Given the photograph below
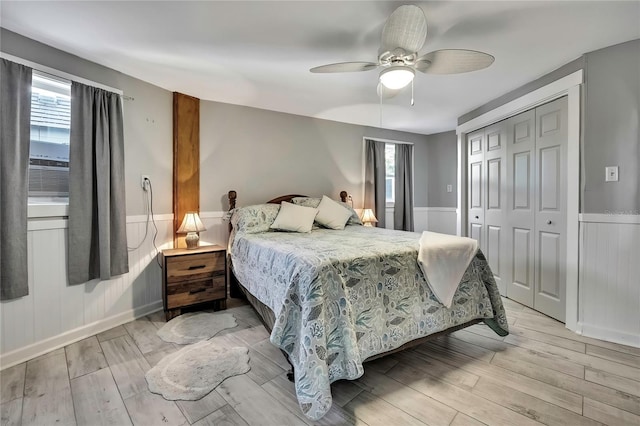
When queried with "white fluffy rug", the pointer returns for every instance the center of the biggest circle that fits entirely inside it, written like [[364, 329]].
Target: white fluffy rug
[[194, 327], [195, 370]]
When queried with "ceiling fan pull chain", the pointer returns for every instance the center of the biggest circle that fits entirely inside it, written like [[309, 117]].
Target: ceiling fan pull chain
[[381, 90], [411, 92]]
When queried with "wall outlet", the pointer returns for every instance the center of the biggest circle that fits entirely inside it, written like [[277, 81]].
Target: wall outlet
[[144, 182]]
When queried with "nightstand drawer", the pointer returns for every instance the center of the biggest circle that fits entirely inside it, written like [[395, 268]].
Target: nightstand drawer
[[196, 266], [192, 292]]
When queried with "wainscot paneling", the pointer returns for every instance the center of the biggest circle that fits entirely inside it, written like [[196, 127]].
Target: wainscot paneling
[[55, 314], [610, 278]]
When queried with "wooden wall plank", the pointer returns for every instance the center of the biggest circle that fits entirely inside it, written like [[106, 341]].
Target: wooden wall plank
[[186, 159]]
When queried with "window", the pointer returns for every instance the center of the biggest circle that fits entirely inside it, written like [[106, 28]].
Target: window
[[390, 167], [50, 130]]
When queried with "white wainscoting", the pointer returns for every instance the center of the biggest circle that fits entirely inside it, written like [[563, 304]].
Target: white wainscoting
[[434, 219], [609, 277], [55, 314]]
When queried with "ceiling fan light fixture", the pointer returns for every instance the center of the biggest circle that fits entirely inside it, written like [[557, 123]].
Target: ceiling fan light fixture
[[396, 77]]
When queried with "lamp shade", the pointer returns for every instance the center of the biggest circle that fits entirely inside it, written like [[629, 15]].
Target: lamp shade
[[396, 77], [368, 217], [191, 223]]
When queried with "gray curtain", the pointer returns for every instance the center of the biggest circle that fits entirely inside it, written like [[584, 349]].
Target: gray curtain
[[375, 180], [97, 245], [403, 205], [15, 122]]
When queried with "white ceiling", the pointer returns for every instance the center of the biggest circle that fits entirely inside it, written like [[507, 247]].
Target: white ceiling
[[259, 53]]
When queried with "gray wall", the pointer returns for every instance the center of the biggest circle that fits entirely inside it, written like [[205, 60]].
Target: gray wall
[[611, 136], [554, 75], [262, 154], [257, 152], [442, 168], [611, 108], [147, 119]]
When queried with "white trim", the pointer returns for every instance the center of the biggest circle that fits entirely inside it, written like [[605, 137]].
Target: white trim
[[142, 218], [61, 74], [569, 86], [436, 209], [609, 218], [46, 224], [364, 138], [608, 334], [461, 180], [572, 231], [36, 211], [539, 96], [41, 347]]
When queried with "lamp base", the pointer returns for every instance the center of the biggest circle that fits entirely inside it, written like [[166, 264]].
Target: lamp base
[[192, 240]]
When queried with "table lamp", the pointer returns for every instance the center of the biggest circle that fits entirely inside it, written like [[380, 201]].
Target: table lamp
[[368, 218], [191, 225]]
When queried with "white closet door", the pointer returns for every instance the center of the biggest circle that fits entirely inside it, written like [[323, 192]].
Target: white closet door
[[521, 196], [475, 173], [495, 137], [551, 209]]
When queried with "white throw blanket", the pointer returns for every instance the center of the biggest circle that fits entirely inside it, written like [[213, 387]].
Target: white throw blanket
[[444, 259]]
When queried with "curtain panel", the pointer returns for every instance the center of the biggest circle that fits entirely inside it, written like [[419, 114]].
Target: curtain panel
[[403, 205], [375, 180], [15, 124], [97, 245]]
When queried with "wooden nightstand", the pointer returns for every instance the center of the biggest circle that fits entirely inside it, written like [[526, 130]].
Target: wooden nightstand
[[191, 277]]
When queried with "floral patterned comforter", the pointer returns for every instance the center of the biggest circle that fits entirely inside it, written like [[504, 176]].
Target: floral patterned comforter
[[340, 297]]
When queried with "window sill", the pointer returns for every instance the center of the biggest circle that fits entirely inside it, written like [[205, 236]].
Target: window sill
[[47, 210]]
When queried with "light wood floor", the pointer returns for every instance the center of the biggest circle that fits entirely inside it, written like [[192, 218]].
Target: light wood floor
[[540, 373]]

· · ·

▶ _WORK TO COMPLETE_: Format every item above as a numbered list, skipping blank lines. Leave the picture out.

▶ _ANSWER FOR THIS EXERCISE_:
1. Given the photograph below
2. When queried with "white fluffy rug", the pointer returns for every instance the center of the biggest circle that fits entirely inside it, written like [[364, 329]].
3. Target: white fluffy rug
4. [[194, 327], [195, 370]]
5. When queried with "ceiling fan pull chain", the pointer returns for every instance the center of the biggest circle that fits entirely inside it, written like [[309, 117]].
6. Target: ceiling fan pull chain
7. [[381, 90], [411, 92]]
8. When queried with "wall outlet", the pointer returns for every instance the center of the biggest circle that fits entirely inside it, written like [[277, 81]].
9. Target: wall outlet
10. [[144, 182]]
11. When queried with "nightstand drawer", the pointer returns for every instance the center of the biggest circle that fits entirely inside it, written like [[395, 268]].
12. Target: nightstand drawer
13. [[196, 266], [192, 292]]
14. When queried with "wainscot paneling", the pointer returns for every instance the center of the biggest circle that fits entirely inside it, written like [[196, 127]].
15. Target: wainscot paneling
16. [[55, 314], [610, 278]]
17. When queried with "wooden wall plank", the pointer returns for every instance the center of the biggest circle that fits entirely inside it, written like [[106, 341]].
18. Target: wooden wall plank
19. [[186, 159]]
20. When queried with "window", the pointer returns for every instance the center of the biggest circle that fits entirely inside it, written like [[106, 28]].
21. Target: window
22. [[390, 167], [50, 130]]
23. When queried with "white wainscoting", the pointer returns for every instance the center of the biggest circle that fits entirely inside it, written like [[563, 304]].
24. Target: white wainscoting
25. [[434, 219], [609, 277], [55, 314]]
26. When queried with "ceiling fan light fixture", the pointer returns for every instance the center of the biggest circle that fits entirely inside it, written like [[557, 123]].
27. Target: ceiling fan light fixture
28. [[396, 77]]
29. When queried with "lamp shade", the pointer returns for every instance the center of the biggest circle that fits entirely inside it, written like [[629, 15]].
30. Target: lamp shade
31. [[396, 77], [368, 217], [191, 223]]
32. When queried with "gray curtain", the pointer returns for every instance the center of the biggest circle that fits entirely inside it, written like [[584, 349]].
33. Target: gray curtain
34. [[375, 180], [97, 245], [403, 205], [15, 122]]
35. When queried with "white ceiling", the pointer returns for every instance the center of the biggest circle that fits entirely inside it, written like [[507, 247]].
36. Target: white ceiling
37. [[259, 53]]
38. When queried with "gray wall", the pointer returns for every instance the center of the biggest circle that fits entirely inside it, written like [[205, 60]].
39. Target: gray wall
40. [[611, 136], [554, 75], [262, 154], [257, 152], [442, 168], [611, 108], [147, 119]]
41. When queried with "white trim", the pointer returns for every instance the center of the biggest circle that fits entirely inside it, written like [[605, 137]].
42. Target: white trim
43. [[142, 218], [61, 74], [569, 86], [436, 209], [609, 218], [46, 224], [364, 138], [608, 334], [461, 180], [572, 231], [36, 211], [539, 96], [41, 347]]
44. When queried with "lamp base", the pointer returns for every instance the center of the biggest circle that fits entirely inside it, written like [[166, 264]].
45. Target: lamp base
46. [[192, 240]]
47. When queried with "table lamp", the pointer returns for every instance the center of the biggest circle that fits entirely inside it, written like [[380, 201]].
48. Target: table lamp
49. [[368, 218], [191, 225]]
50. When queried with "white closet door", the pointer returns for every instance the center of the biggest circle that fits entirely inside it, written like [[323, 192]].
51. Target: white closet door
52. [[521, 196], [475, 173], [495, 137], [551, 209]]
53. When queried with "white throw blanket", the pointer returns for every instance the center of the biggest circle that fits entirely inside it, written like [[213, 387]].
54. Target: white throw blanket
55. [[444, 259]]
56. When queried with "curtain panel", the pointer returns for every instance the center of the biggest circle that fits entirely inside it, written like [[419, 114]].
57. Target: curtain panel
58. [[403, 205], [375, 180], [15, 124], [97, 245]]
59. When queried with "wooden nightstand", the pointer returns for every instance the center of the biggest circle that fits entirely inside it, written like [[526, 130]].
60. Target: wooden nightstand
61. [[191, 277]]
62. When queried with "floral patterned comforter", the pointer returns for every instance the center of the biggest circle that fits entirely inside it, written like [[504, 176]].
63. Target: floral patterned comforter
64. [[340, 297]]
65. When queried with "window sill", the pointer returns for every instance the center of the biggest circle that fits entirely inside it, written like [[205, 236]].
66. Target: window sill
67. [[47, 210]]
68. When queried with "light wood floor", the pointer returns for every instance the center of the biggest circle that fits entirely inside it, written like [[192, 218]].
69. Target: light wood floor
70. [[540, 373]]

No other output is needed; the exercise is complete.